Research Suggest that SlIDI1 is Involved in Tomato Carotenoid Synthesis in a Complex Way

In recent work, researchers from the Beijing Academy of Agriculture and Forestry Sciences and the Chinese Academy of Sciences characterized the molecular mechanism of color formation in an orange-fruited tomato inbred line, orange fruited tomato3 (oft3). Using high-performance liquid chromatography (HPLC), they found that oft3 fruit had a markedly reduced carotenoid content, as well as a higher β-carotene/lycopene ratio during ripening. Further genetic analysis through crossing experiments suggested that oft3 was controlled by a single recessive gene. Bulk segregant analysis by high-throughput sequencing (BSA-Seq) and fine mapping combined with genome sequence analysis identified SlIDI1, which harbored a 116-bp deletion, as the candidate gene for the oft3 locus. Functional complementation and CRISPR-Cas9 knockout experiments confirmed that SlIDI1 was the causal gene.

## Provided records
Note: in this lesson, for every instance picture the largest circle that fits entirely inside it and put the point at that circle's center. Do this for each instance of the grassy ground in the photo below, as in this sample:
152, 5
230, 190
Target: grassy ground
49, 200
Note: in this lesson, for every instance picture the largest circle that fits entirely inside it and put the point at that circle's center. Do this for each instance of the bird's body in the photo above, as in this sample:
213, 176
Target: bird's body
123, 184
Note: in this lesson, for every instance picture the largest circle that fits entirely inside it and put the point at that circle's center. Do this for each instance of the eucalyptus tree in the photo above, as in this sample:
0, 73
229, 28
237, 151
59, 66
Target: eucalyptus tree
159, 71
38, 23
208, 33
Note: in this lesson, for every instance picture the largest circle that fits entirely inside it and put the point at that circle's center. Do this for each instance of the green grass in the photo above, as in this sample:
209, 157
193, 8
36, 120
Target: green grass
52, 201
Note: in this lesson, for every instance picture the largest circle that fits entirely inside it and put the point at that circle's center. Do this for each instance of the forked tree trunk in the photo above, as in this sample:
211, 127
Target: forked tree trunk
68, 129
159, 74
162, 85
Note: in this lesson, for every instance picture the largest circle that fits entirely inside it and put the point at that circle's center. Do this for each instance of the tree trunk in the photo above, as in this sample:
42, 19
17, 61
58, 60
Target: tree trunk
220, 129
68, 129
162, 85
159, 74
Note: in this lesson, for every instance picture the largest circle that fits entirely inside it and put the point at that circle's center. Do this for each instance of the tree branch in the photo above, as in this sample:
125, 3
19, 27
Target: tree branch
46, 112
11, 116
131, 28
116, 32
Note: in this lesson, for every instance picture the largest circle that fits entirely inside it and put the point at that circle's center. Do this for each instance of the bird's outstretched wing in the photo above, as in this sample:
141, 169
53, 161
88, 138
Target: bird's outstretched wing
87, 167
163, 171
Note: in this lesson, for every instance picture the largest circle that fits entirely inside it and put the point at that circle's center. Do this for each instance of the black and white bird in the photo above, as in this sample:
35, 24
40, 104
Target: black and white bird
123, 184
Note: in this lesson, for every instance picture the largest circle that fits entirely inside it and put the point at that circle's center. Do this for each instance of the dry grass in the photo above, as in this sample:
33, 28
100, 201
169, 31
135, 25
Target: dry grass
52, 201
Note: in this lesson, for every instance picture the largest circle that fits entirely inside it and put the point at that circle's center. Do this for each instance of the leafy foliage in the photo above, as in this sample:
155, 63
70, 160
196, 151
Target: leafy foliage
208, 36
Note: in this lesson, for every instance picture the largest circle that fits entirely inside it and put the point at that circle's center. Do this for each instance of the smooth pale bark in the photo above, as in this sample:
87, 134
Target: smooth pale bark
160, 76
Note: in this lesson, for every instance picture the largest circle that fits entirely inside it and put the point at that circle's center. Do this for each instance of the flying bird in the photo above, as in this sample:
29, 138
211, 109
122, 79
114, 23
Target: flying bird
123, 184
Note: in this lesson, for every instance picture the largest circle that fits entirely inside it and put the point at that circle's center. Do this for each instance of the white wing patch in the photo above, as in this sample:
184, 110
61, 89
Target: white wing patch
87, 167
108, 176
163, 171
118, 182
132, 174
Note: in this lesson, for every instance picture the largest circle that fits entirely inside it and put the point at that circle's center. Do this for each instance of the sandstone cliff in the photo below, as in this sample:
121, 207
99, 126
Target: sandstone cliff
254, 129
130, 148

## What the exercise asks
Can you reproduce the tomato carotenoid summary from above in full, word for word, title included?

## Result of the task
Research Suggest that SlIDI1 is Involved in Tomato Carotenoid Synthesis in a Complex Way

In recent work, researchers from the Beijing Academy of Agriculture and Forestry Sciences and the Chinese Academy of Sciences characterized the molecular mechanism of color formation in an orange-fruited tomato inbred line, orange fruited tomato3 (oft3). Using high-performance liquid chromatography (HPLC), they found that oft3 fruit had a markedly reduced carotenoid content, as well as a higher β-carotene/lycopene ratio during ripening. Further genetic analysis through crossing experiments suggested that oft3 was controlled by a single recessive gene. Bulk segregant analysis by high-throughput sequencing (BSA-Seq) and fine mapping combined with genome sequence analysis identified SlIDI1, which harbored a 116-bp deletion, as the candidate gene for the oft3 locus. Functional complementation and CRISPR-Cas9 knockout experiments confirmed that SlIDI1 was the causal gene.